PROVIDED DATA:
--------

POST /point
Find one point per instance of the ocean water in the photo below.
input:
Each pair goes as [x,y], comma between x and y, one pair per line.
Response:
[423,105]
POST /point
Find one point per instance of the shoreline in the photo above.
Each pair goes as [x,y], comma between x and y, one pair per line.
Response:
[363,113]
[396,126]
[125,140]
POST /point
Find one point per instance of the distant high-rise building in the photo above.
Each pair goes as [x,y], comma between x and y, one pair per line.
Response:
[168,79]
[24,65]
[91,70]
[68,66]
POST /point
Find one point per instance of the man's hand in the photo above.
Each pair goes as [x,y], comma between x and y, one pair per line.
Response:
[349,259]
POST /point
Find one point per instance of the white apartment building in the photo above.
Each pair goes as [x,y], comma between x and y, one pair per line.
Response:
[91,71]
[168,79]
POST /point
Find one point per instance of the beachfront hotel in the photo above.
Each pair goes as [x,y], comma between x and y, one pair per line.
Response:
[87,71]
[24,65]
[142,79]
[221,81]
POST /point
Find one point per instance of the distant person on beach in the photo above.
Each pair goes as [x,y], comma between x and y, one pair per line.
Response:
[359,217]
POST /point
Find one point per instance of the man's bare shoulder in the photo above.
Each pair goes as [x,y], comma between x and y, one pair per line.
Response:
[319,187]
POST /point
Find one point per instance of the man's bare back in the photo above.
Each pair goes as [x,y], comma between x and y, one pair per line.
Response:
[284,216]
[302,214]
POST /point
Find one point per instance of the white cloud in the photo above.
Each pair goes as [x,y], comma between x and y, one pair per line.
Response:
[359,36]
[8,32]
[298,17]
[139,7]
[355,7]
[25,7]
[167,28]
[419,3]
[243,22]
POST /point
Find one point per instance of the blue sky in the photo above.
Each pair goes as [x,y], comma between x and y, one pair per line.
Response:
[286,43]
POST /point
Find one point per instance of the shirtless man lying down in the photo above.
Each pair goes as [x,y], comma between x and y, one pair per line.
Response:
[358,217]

--------

TASK INSTRUCTIONS: The first line of the entries, the line with "Find one point per instance of the distant person", and every line between them should be retyped exactly, and nothing else.

SOLUTION:
POST /point
Find one point per instance of the ocean water in the photo below.
input:
Each pair goes as [x,y], comma between x and y, one pair per line.
Response:
[423,105]
POST /point
Find one point per instance of the shoreline in the photo above.
Each pair goes as [x,y], comma between x and y, one pair per line.
Response:
[363,113]
[396,126]
[125,140]
POST /point
Find one point per instance of the distant high-rise building in the photo above.
Each pair goes as [x,y], comma between x and y, one pair per line.
Response:
[168,79]
[24,65]
[91,70]
[68,66]
POST /point
Find one point per instance of the man's hand in the photo above.
Each pair goes as [x,y], comma between x and y, one pair per line.
Response:
[349,259]
POST /point
Find one point per instance of the white apartment building in the photo above.
Each pair goes as [x,y], comma between x and y, one pair per line.
Response:
[91,71]
[168,79]
POST /point
Find one point per instance of the beachfront hotel in the photo above.
Each pair goes as [x,y], comma between x and y, one pair per line.
Response:
[87,71]
[24,65]
[142,79]
[221,81]
POST /point
Find one point per instance of the distant person on beach in the photo above.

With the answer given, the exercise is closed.